## [What is needed]
Return the exact lines spanning from the line with "Identify a point for each instance of the traffic light pole" through the last line of the entries, boundaries included, and no others.

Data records
╭──

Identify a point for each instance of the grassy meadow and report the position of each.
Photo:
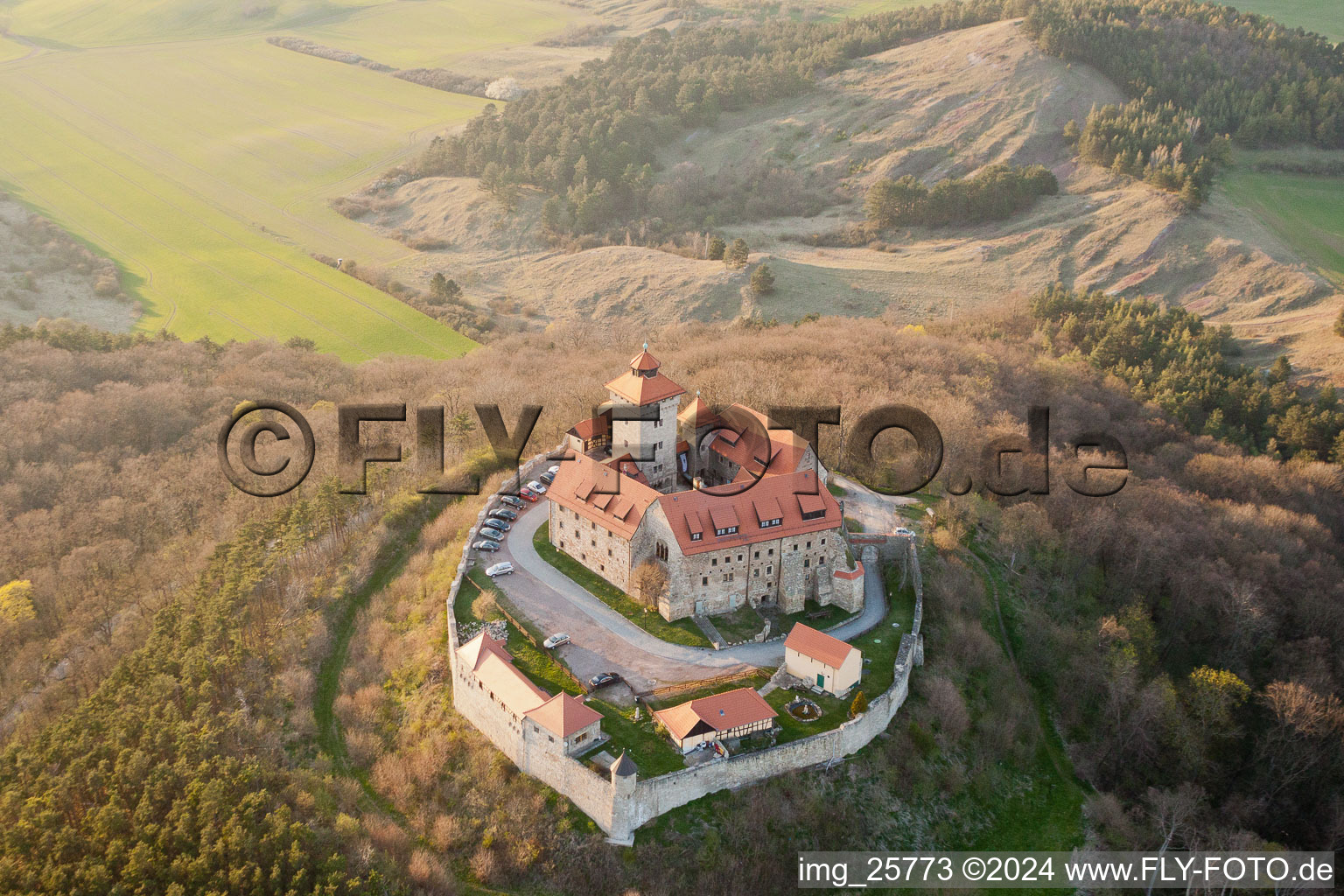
(206, 164)
(1306, 211)
(1323, 17)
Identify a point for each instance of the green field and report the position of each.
(1306, 211)
(1323, 17)
(205, 165)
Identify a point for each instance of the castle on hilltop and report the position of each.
(697, 512)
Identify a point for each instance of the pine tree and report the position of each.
(762, 280)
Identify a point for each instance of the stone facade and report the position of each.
(782, 572)
(617, 802)
(654, 438)
(602, 551)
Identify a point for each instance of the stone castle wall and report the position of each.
(619, 806)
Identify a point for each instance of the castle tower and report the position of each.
(649, 441)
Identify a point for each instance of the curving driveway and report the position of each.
(602, 640)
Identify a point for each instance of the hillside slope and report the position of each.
(938, 108)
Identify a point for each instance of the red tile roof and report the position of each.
(721, 712)
(564, 715)
(494, 667)
(850, 574)
(697, 414)
(819, 645)
(687, 509)
(599, 494)
(644, 389)
(749, 444)
(592, 427)
(472, 653)
(644, 361)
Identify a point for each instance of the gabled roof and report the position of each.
(721, 712)
(817, 645)
(746, 439)
(624, 766)
(644, 361)
(564, 715)
(472, 653)
(697, 509)
(601, 494)
(626, 465)
(697, 414)
(509, 685)
(593, 427)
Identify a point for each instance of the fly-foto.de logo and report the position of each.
(268, 448)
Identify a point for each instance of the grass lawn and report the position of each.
(651, 751)
(834, 713)
(1306, 211)
(479, 601)
(883, 642)
(538, 664)
(754, 682)
(683, 632)
(742, 624)
(782, 624)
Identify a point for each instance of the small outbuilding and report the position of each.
(732, 713)
(824, 662)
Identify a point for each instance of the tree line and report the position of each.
(1172, 359)
(1195, 72)
(992, 193)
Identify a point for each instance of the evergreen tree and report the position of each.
(737, 254)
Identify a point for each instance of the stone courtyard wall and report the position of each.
(620, 806)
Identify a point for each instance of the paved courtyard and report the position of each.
(605, 641)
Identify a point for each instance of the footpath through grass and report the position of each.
(388, 564)
(1048, 813)
(683, 632)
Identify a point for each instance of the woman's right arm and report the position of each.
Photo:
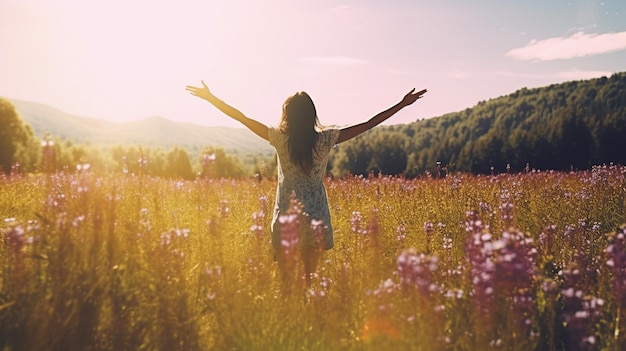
(350, 132)
(255, 126)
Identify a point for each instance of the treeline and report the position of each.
(573, 125)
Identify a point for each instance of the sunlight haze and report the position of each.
(127, 60)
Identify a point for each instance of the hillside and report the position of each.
(571, 125)
(152, 131)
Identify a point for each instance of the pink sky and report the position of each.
(125, 60)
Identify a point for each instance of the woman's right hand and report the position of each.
(201, 92)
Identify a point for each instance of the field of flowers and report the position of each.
(532, 261)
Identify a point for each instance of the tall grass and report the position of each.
(507, 262)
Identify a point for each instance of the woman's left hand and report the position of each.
(411, 97)
(201, 92)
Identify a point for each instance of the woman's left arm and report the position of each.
(255, 126)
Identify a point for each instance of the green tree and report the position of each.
(17, 140)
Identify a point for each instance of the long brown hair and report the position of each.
(299, 121)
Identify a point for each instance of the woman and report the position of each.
(302, 147)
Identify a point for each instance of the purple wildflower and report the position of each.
(417, 270)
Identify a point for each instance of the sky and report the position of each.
(123, 60)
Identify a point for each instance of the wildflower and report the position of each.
(289, 232)
(417, 270)
(616, 261)
(401, 233)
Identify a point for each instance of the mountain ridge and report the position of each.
(149, 131)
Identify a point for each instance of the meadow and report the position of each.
(530, 261)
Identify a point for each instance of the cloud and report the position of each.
(578, 44)
(332, 60)
(574, 74)
(339, 8)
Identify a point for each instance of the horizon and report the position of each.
(126, 61)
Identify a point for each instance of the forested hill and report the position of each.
(573, 125)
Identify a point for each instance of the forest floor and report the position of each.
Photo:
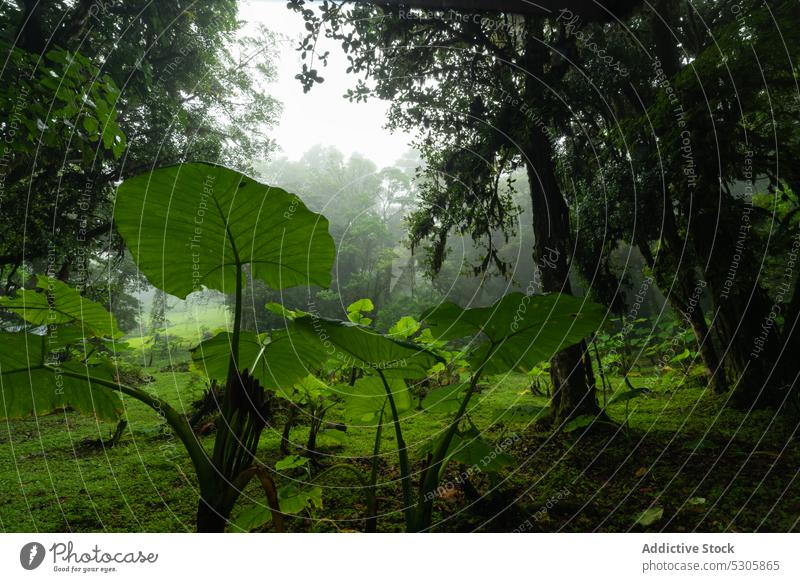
(710, 468)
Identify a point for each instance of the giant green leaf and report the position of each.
(355, 345)
(364, 401)
(30, 384)
(56, 303)
(191, 225)
(522, 330)
(278, 362)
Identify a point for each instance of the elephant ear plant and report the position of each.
(195, 226)
(514, 334)
(188, 227)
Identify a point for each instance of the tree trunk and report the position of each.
(684, 298)
(747, 332)
(572, 394)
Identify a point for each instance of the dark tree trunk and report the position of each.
(742, 306)
(685, 297)
(572, 394)
(748, 334)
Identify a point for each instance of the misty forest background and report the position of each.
(645, 160)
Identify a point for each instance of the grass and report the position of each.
(709, 467)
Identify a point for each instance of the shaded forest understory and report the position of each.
(571, 302)
(710, 468)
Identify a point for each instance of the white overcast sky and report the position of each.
(321, 116)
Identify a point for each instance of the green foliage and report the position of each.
(37, 381)
(55, 303)
(520, 330)
(366, 401)
(211, 222)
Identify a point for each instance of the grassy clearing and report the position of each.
(710, 470)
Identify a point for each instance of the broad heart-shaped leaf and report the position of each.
(30, 386)
(364, 400)
(351, 344)
(405, 327)
(291, 500)
(522, 329)
(277, 363)
(58, 303)
(190, 225)
(444, 400)
(623, 396)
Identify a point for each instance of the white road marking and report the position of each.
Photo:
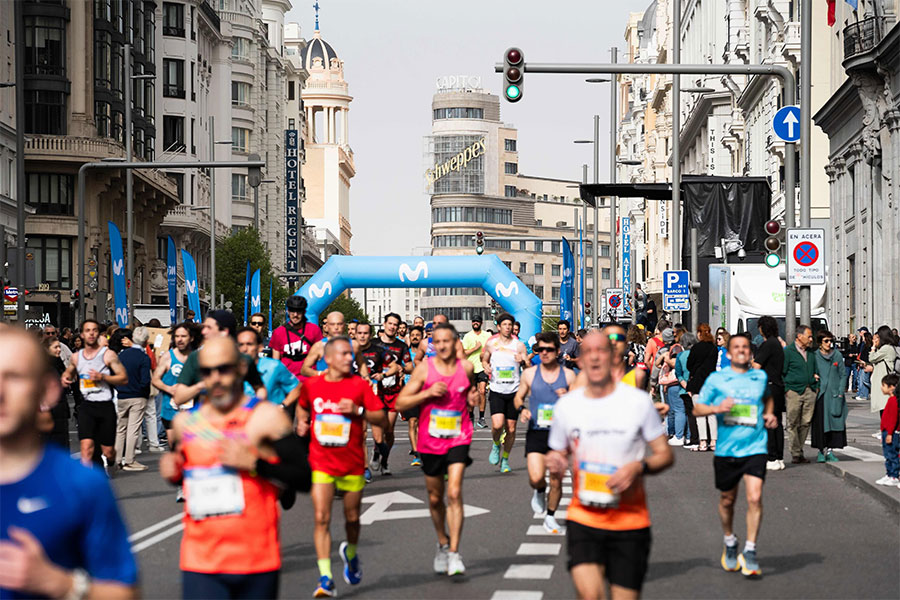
(538, 549)
(528, 572)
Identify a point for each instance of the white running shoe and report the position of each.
(539, 501)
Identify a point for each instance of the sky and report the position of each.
(394, 50)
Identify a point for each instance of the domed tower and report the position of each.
(329, 159)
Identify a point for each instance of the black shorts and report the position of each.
(504, 403)
(623, 554)
(730, 470)
(97, 421)
(536, 440)
(435, 465)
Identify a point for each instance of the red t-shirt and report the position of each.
(294, 347)
(337, 442)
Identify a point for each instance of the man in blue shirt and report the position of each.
(61, 534)
(739, 399)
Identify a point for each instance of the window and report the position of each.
(50, 193)
(240, 93)
(173, 78)
(173, 133)
(52, 260)
(238, 188)
(173, 19)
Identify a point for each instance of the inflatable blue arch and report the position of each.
(487, 272)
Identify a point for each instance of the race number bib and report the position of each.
(332, 430)
(213, 492)
(743, 412)
(445, 423)
(592, 485)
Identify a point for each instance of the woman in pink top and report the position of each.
(443, 386)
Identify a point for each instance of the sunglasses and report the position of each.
(226, 369)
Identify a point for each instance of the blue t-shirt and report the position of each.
(742, 432)
(71, 510)
(277, 379)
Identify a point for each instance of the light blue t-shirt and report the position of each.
(742, 432)
(277, 379)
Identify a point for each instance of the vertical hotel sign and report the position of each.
(291, 200)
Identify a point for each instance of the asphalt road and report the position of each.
(821, 537)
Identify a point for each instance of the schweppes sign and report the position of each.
(456, 163)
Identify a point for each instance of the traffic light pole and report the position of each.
(788, 88)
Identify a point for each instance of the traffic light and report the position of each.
(774, 243)
(513, 70)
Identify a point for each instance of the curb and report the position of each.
(892, 504)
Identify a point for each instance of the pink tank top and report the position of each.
(444, 422)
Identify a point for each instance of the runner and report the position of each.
(543, 385)
(739, 398)
(97, 369)
(473, 344)
(337, 401)
(502, 358)
(605, 428)
(231, 454)
(61, 533)
(442, 388)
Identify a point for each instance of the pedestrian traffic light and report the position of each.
(774, 242)
(513, 70)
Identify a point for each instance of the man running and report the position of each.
(739, 398)
(231, 455)
(543, 385)
(604, 430)
(61, 533)
(442, 388)
(473, 344)
(338, 403)
(502, 358)
(97, 370)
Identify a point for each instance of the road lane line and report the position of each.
(139, 534)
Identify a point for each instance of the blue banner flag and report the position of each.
(172, 279)
(567, 288)
(190, 283)
(255, 299)
(118, 269)
(246, 293)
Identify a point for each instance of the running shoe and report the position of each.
(352, 570)
(551, 525)
(539, 501)
(455, 565)
(494, 458)
(441, 559)
(325, 589)
(749, 564)
(729, 558)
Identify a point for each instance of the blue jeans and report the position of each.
(891, 454)
(677, 418)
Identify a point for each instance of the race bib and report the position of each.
(743, 412)
(544, 415)
(213, 492)
(445, 423)
(592, 485)
(332, 430)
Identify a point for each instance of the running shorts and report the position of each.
(97, 421)
(435, 465)
(623, 554)
(730, 470)
(504, 403)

╰──

## [Response]
Identify a point for each instance of the traffic light pole and report the position of each.
(788, 88)
Identify a point for each instance of the traffic light and report the position of each.
(774, 243)
(513, 70)
Identify a point for each instance of the curb and report the position of each.
(892, 504)
Identify a point for each instance of the pink tank top and report the position of each.
(444, 422)
Identify a point for each instance of the runner and report the position of each.
(543, 385)
(739, 398)
(97, 369)
(473, 344)
(337, 401)
(502, 358)
(605, 428)
(231, 454)
(61, 533)
(442, 388)
Identify a point for each instance of the pedestrian traffic light and report the position of each.
(774, 242)
(513, 70)
Identify a point for each instance of the man running and report the position of each.
(739, 398)
(231, 455)
(543, 385)
(604, 430)
(61, 533)
(442, 388)
(473, 344)
(338, 403)
(502, 358)
(97, 370)
Identify a point for each instance of the road lane line and report the position of each.
(139, 534)
Identify a point for each instance of the blue banner flag and report the position of each.
(172, 279)
(567, 288)
(190, 283)
(255, 299)
(118, 269)
(246, 293)
Identify a point for each instance of the running shoe and report the position of each.
(352, 570)
(551, 525)
(539, 501)
(455, 565)
(494, 458)
(441, 559)
(325, 589)
(749, 564)
(729, 558)
Identify a point for each instance of the blue jeans and report the position of each.
(891, 454)
(677, 418)
Identify a point for each instance of the race bib and report the position of each.
(743, 412)
(544, 415)
(213, 492)
(445, 423)
(592, 485)
(332, 430)
Identify a point for each instance of the running shorts and report the position of each.
(97, 421)
(435, 465)
(623, 554)
(730, 470)
(504, 403)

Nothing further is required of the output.